O decorrer da trama é marcado por alucinações, autoflagelação e delírios decorrentes da condição de perplexidade e estranheza da protagonista. Estranheza essa por um amadurecimento tardio, em que Nina após anos tendo sua sexualidade, seus desejos e sua autonomia reprimida pela mãe (e até por si mesma) é levada a confrontar todos esses pontos, chegando ao limite em que seu ID emerge e toma o holofote da consciência .  

Aspectos Técnicos

O figurino da personagem acompanha sua transformação de cisne branco em cisne negro. Ao longo da trama Nina que só usa roupas brancas e rosa, além de ser sempre gentil, frágil, inocente, sem atividade sexual (mais pela imposição da mãe do que realmente seu desejo), se importar com o que os outros pensam e ter a voz sempre suave, começa a usar roupas cinzas e depois, ao final, usa a roupas pretas, o que demonstra sua passagem pela rebeldia, sexualidade, enfrentamentos familiares, com xingamentos e elevações de voz com a mãe que podem representar a perda de sua identidade ou o nascimento de sua verdadeira identidade.

É  curioso notar que a peça é uma metáfora da própria vida de Nina que se encotrará dividida entre o cisne branco e o cisne negro, o “bem” e o “mal”, o puro e o sensual. Então podemos ver na própria trama um “conto moderno” do lago dos cisne ou apenas a representação do enredo da peça na nossa vida cotidiana.

###

▶ **O que fazer**
Reproduza sem nenhuma alteração o trecho do texto fornecido que vai de "O decorrer da" até "da consciência .". Baseie-se somente no texto fornecido.

▶ **Registros de dados**
###

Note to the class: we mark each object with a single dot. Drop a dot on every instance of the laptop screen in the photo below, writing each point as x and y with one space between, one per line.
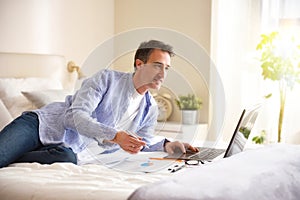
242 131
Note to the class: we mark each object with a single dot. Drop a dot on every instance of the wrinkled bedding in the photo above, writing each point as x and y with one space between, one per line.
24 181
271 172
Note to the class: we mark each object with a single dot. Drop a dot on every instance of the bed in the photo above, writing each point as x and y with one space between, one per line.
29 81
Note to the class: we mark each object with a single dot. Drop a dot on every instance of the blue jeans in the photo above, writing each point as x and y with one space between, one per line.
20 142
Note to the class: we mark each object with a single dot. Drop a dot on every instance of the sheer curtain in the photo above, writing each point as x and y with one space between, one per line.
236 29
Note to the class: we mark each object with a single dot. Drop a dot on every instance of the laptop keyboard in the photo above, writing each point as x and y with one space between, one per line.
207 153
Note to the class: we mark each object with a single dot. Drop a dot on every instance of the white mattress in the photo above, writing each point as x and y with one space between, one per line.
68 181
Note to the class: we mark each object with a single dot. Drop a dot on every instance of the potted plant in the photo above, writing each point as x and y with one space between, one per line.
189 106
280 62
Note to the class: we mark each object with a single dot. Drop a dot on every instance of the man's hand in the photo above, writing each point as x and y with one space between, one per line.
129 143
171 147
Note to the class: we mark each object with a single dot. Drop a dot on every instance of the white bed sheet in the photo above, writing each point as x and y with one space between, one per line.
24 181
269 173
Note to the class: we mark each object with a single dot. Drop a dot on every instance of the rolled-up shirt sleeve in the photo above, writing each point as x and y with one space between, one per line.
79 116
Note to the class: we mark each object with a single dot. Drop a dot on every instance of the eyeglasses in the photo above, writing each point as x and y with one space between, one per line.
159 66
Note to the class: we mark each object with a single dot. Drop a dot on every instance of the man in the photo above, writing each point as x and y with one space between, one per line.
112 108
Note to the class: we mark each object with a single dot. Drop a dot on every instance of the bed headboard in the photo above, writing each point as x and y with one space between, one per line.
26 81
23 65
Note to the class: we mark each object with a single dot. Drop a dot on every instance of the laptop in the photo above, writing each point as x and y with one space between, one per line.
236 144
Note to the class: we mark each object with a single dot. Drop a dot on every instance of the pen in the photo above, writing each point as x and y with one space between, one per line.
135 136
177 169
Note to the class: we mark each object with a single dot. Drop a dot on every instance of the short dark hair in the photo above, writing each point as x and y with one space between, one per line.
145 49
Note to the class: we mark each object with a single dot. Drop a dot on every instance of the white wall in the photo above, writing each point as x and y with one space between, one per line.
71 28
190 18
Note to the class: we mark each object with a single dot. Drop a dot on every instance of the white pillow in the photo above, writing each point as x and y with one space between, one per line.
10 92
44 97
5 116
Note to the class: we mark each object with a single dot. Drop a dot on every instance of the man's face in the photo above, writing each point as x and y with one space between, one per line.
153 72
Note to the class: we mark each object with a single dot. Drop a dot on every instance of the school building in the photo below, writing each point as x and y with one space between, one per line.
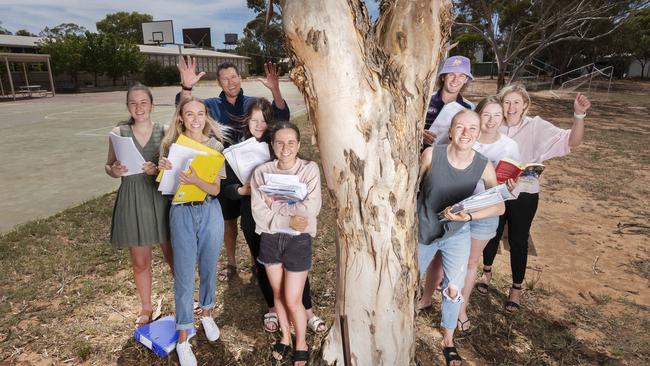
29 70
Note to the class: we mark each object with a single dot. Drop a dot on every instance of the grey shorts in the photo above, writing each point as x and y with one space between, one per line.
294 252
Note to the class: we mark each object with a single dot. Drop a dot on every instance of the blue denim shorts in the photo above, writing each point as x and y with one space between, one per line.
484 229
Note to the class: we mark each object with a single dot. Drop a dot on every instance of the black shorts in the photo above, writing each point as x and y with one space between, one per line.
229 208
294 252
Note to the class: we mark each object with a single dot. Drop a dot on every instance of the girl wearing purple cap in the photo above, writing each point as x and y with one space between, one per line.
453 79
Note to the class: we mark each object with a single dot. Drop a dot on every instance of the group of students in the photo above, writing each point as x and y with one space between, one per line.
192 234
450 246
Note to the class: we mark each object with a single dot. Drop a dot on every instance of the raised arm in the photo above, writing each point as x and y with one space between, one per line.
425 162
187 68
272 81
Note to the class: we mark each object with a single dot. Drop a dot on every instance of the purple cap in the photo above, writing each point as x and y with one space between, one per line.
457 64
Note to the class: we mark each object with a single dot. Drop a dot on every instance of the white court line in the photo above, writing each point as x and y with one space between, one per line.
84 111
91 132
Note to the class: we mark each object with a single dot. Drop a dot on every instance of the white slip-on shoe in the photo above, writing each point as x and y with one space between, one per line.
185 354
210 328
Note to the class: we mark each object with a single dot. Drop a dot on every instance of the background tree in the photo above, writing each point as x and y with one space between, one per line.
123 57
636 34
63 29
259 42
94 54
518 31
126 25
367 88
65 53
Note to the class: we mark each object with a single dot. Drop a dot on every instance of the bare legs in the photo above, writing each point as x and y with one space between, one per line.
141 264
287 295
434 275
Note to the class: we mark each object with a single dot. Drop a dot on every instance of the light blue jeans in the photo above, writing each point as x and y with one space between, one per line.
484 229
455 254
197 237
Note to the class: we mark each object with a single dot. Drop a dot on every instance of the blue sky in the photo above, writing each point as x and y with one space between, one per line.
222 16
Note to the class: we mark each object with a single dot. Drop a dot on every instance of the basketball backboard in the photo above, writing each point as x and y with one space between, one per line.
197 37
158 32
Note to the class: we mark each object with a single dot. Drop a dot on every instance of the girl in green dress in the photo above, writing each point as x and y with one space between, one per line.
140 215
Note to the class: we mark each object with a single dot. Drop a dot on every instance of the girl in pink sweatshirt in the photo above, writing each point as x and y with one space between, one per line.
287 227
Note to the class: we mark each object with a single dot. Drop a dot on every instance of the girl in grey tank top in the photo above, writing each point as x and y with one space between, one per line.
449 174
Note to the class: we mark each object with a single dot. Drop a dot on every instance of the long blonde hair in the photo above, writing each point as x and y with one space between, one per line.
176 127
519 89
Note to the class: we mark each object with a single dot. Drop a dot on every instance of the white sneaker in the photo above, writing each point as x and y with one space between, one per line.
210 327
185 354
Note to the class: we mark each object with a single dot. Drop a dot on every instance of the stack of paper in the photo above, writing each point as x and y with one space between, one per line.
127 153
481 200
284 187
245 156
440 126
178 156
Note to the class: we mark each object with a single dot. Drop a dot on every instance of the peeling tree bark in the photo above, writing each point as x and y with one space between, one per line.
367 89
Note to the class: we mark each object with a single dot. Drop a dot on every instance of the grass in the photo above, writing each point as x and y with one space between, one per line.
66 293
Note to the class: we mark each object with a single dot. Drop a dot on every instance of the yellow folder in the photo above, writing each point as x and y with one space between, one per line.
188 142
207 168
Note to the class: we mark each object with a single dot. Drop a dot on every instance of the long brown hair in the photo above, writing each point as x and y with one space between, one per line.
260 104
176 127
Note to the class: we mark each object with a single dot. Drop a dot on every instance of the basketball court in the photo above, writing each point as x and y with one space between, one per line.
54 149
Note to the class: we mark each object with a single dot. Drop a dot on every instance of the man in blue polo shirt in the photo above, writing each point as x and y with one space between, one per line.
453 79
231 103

###

▶ **Exercício resolvido**
O decorrer da trama é marcado por alucinações, autoflagelação e delírios decorrentes da condição de perplexidade e estranheza da protagonista. Estranheza essa por um amadurecimento tardio, em que Nina após anos tendo sua sexualidade, seus desejos e sua autonomia reprimida pela mãe (e até por si mesma) é levada a confrontar todos esses pontos, chegando ao limite em que seu ID emerge e toma o holofote da consciência .